*TEXTO*.
◇ ◇ ◇ ◇ ◇ ◇ ◇
Corría el año 1983. No lograba encontrar
trabajo. Llevaba tiempo enviando currículos y llamando por teléfono a empresas del Montaje,
cuando una de ellas, MONCASA, con la que había trabajado en la Central Nuclear
de Cofrentes antes de irme a Sudáfrica, me llamó para realizar una reparación en la
fabrica de cementos de Puente Nuevo, Córdoba: Cambiar los quemadores y reforzar
las toberas que conducían las llamas con
planchas de acero con alto contenido de tungsteno.
Era un trabajo malísimo, a
realizar dentro de unos silos que contenían ceniza. Al caminar nos hundíamos en ella hasta las rodillas y no podíamos respirar a
pesar de las mascarillas, pues la ceniza flotaba en el ambiente.
La empresa nos llevaba al lugar de trabajo en
un autocar, que salía de enfrente de la estación de Renfe de Córdoba a las seis
de la mañana y tardaba una hora en realizar el trayecto. Por la tarde nos traía
de vuelta a Córdoba.
◇ ◇ ◇ ◇ ◇ ◇ ◇
*EXTRACTOS DEL LISTADO*.
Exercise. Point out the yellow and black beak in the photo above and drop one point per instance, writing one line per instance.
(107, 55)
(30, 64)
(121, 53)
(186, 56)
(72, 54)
◇ ◇ ◇ ◇ ◇ ◇ ◇
*OBJETIVO 1*.
Transcribe del texto el pasaje que empieza en "Corría el año" y termina después de "contenido de tungsteno.".
*OBJETIVO 2*.
Reproduce palabra por palabra cada línea del listado.

*RESPUESTA CORRECTA 1*.
Corría el año 1983. No lograba encontrar
trabajo. Llevaba tiempo enviando currículos y llamando por teléfono a empresas del Montaje,
cuando una de ellas, MONCASA, con la que había trabajado en la Central Nuclear
de Cofrentes antes de irme a Sudáfrica, me llamó para realizar una reparación en la
fabrica de cementos de Puente Nuevo, Córdoba: Cambiar los quemadores y reforzar
las toberas que conducían las llamas con
planchas de acero con alto contenido de tungsteno.

*RESPUESTA CORRECTA 2*.
Exercise. Point out the yellow and black beak in the photo above and drop one point per instance, writing one line per instance.
(107, 55)
(30, 64)
(121, 53)
(186, 56)
(72, 54)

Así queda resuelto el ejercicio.